■ READING TEXT ■
Theology on Tap is a program of lectures sponsored by a number of local Catholic dioceses. The lectures, which are often given by noted spiritual leaders and religious academics, address current topics in religion and theology, and are notable and sometimes controversial for their venue, which is normally a bar or restaurant.  The concept has become common among other Christian Denominations, particularly Episcopalians, Lutherans, Anglicans, and some Presbyterian and Methodist churches.

History
The series was cofounded by Father John Cusick, a resident of Old St. Patrick's Parish, and director of the archdiocese's Young Adult Minister and Father Jack Wall in June 1981 in Arlington Heights, Illinois, as the result of comments made by a recent college graduate who was "concerned about his personal identity and finding meaning in life."

Lecture topics have included the sacrament of reconciliation (commonly referred to as confession), Christian values, faith and work, relationship issues, small faith communities, decision making or discernment, embryonic stem-cell research, religious fundamentalism, the relevance of the church in the modern world and to public policy, and women's role in the church.

Reach
Since its inception, the program has spread to more than 180 parishes and dioceses and at least six other countries, including Canada, Italy, Taiwan, the Philippines, Ireland, Australia and Hong Kong.

As of Spring 2007, the Archdiocese of Chicago began a collaboration with RENEW International, a Catholic ministry organization, to expand and service Theology on Tap efforts in dioceses and parishes in the US and abroad.

■ RECORD EXTRACTS ■
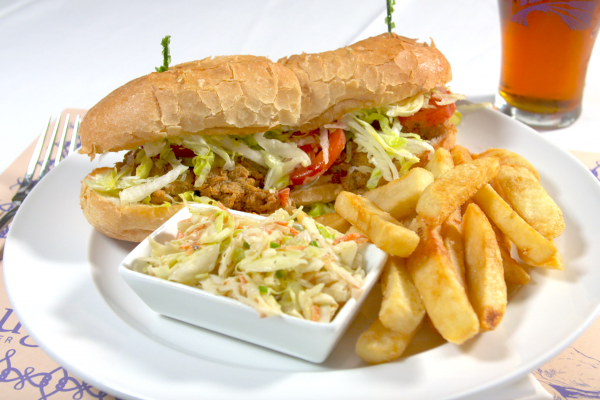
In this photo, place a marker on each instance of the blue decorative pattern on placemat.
(49, 383)
(577, 15)
(568, 381)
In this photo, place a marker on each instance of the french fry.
(399, 197)
(444, 297)
(335, 221)
(507, 157)
(523, 191)
(379, 344)
(514, 273)
(401, 308)
(325, 193)
(460, 155)
(529, 241)
(485, 273)
(455, 187)
(453, 240)
(440, 163)
(382, 229)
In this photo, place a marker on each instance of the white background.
(69, 54)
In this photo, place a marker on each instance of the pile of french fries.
(450, 229)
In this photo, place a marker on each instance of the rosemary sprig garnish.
(166, 54)
(388, 19)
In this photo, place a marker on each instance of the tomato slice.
(181, 152)
(431, 116)
(304, 175)
(284, 196)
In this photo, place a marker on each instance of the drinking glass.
(546, 47)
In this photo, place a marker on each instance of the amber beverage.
(546, 47)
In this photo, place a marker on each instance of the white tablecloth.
(68, 53)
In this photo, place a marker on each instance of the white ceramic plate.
(62, 280)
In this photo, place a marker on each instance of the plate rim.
(519, 372)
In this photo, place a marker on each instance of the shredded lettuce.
(388, 145)
(319, 209)
(139, 192)
(202, 166)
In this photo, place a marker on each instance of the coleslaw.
(283, 264)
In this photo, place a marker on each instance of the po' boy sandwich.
(258, 135)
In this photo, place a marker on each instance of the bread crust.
(132, 222)
(249, 94)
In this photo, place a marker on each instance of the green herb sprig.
(166, 54)
(388, 19)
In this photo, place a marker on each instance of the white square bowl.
(308, 340)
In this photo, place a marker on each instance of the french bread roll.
(243, 95)
(131, 222)
(234, 95)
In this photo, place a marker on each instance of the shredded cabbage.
(282, 264)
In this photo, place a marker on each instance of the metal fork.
(44, 160)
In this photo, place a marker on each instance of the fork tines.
(46, 160)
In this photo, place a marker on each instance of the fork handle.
(6, 218)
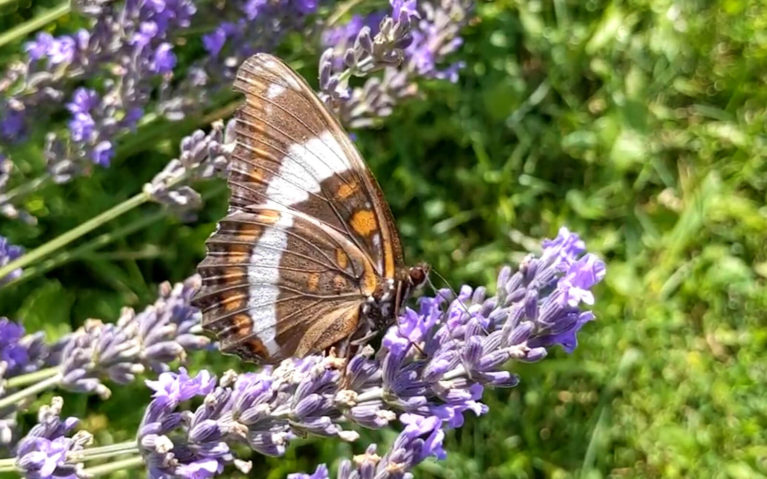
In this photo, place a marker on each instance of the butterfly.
(308, 256)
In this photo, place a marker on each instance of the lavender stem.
(113, 466)
(31, 391)
(35, 23)
(29, 378)
(104, 452)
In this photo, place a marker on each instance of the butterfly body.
(308, 255)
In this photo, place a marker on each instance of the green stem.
(102, 240)
(30, 391)
(8, 465)
(33, 24)
(342, 10)
(76, 232)
(115, 466)
(24, 379)
(105, 452)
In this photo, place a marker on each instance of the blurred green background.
(639, 125)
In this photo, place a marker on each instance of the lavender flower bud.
(202, 156)
(8, 253)
(163, 332)
(46, 449)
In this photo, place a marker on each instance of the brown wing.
(291, 151)
(278, 283)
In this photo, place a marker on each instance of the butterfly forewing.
(292, 151)
(308, 238)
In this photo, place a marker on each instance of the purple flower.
(320, 473)
(432, 370)
(43, 452)
(213, 42)
(11, 124)
(8, 253)
(175, 388)
(160, 334)
(39, 47)
(102, 153)
(164, 59)
(13, 355)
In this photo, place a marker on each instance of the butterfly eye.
(418, 275)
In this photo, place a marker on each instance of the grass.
(639, 124)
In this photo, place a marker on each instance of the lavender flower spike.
(45, 451)
(202, 156)
(432, 369)
(151, 339)
(8, 253)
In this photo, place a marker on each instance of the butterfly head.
(418, 275)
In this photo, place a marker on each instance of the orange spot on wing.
(364, 222)
(269, 216)
(346, 190)
(339, 283)
(369, 280)
(341, 258)
(313, 281)
(243, 325)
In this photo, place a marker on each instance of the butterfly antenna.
(449, 286)
(455, 295)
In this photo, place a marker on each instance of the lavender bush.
(76, 97)
(431, 370)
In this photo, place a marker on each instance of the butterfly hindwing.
(277, 283)
(292, 151)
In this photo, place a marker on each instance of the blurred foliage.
(639, 124)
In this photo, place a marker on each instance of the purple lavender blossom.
(160, 334)
(13, 355)
(202, 156)
(246, 27)
(128, 47)
(43, 452)
(8, 253)
(432, 370)
(424, 38)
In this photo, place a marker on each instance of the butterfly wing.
(308, 236)
(278, 283)
(290, 150)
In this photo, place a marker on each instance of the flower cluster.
(129, 47)
(432, 369)
(163, 332)
(202, 156)
(245, 27)
(410, 43)
(8, 253)
(46, 450)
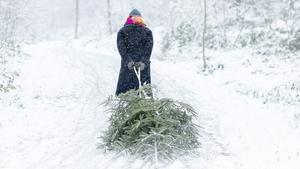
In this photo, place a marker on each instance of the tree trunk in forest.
(76, 18)
(203, 38)
(109, 17)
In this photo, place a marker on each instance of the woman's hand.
(131, 65)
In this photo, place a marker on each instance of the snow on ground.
(59, 115)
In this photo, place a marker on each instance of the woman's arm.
(148, 45)
(121, 43)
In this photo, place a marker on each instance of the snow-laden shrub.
(288, 93)
(8, 51)
(153, 129)
(7, 79)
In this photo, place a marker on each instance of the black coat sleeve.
(121, 43)
(148, 45)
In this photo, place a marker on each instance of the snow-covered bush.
(154, 129)
(287, 93)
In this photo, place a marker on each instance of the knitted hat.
(135, 12)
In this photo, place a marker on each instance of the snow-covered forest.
(235, 61)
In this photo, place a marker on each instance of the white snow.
(59, 117)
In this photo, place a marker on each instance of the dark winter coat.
(135, 44)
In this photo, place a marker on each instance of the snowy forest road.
(61, 117)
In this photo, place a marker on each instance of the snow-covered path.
(61, 116)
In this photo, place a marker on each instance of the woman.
(135, 43)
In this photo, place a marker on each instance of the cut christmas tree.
(154, 129)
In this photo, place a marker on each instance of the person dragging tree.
(135, 43)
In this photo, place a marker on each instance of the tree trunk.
(76, 18)
(203, 37)
(109, 17)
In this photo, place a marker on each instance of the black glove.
(140, 65)
(130, 65)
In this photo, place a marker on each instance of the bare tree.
(76, 18)
(203, 36)
(109, 17)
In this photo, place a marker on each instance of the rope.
(137, 71)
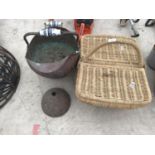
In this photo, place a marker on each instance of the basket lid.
(110, 50)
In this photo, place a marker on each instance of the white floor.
(24, 110)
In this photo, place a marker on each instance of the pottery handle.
(29, 34)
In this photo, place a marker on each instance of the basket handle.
(112, 42)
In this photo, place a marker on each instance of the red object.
(83, 28)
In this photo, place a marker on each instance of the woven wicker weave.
(111, 73)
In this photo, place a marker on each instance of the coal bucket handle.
(29, 34)
(74, 34)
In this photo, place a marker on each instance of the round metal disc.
(55, 102)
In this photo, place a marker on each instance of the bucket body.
(53, 57)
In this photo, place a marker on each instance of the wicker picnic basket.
(111, 73)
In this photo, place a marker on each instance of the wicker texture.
(111, 73)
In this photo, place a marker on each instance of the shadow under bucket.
(52, 56)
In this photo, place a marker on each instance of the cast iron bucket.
(52, 56)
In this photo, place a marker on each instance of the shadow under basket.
(54, 56)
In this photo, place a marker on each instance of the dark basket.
(53, 56)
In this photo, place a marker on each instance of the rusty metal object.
(9, 76)
(52, 56)
(55, 102)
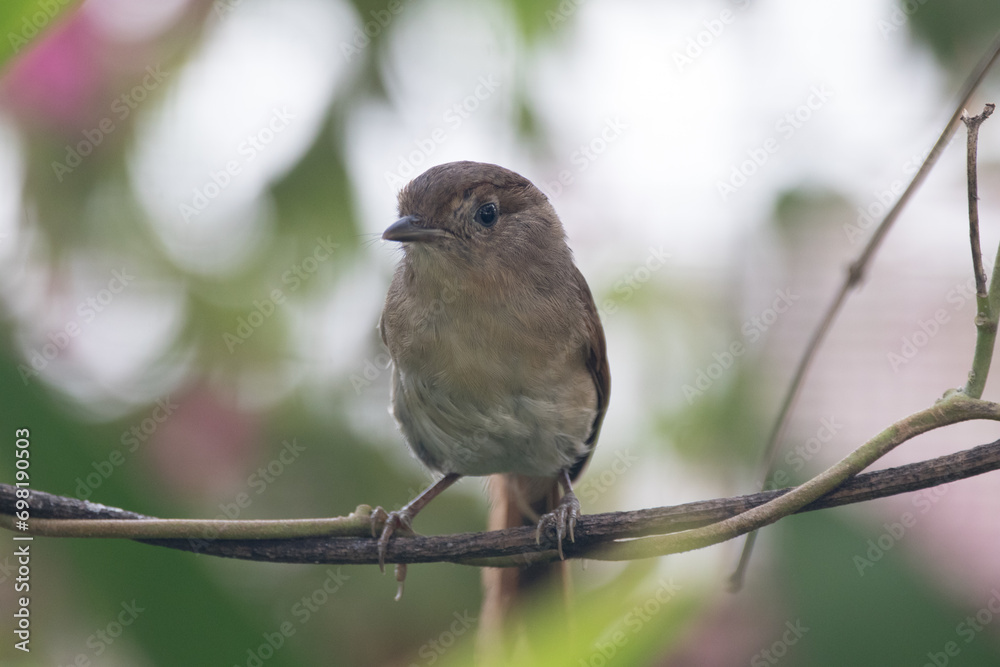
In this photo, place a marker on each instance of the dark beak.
(408, 229)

■ WHAT YOU WILL DO ■
(A) Return the part of the Theology on Tap text running from "Lecture topics have" down to "US and abroad.", word for word.
(B) According to the Theology on Tap text, in what town was the series cofounded?
The listing comes from a separate source that has no connection to the Theology on Tap text.

■ RESULTS FOR THE EXERCISE ■
(A)
Lecture topics have included the sacrament of reconciliation (commonly referred to as confession), Christian values, faith and work, relationship issues, small faith communities, decision making or discernment, embryonic stem-cell research, religious fundamentalism, the relevance of the church in the modern world and to public policy, and women's role in the church.

Reach
Since its inception, the program has spread to more than 180 parishes and dioceses and at least six other countries, including Canada, Italy, Taiwan, the Philippines, Ireland, Australia and Hong Kong.

As of Spring 2007, the Archdiocese of Chicago began a collaboration with RENEW International, a Catholic ministry organization, to expand and service Theology on Tap efforts in dioceses and parishes in the US and abroad.

(B) Arlington Heights, Illinois.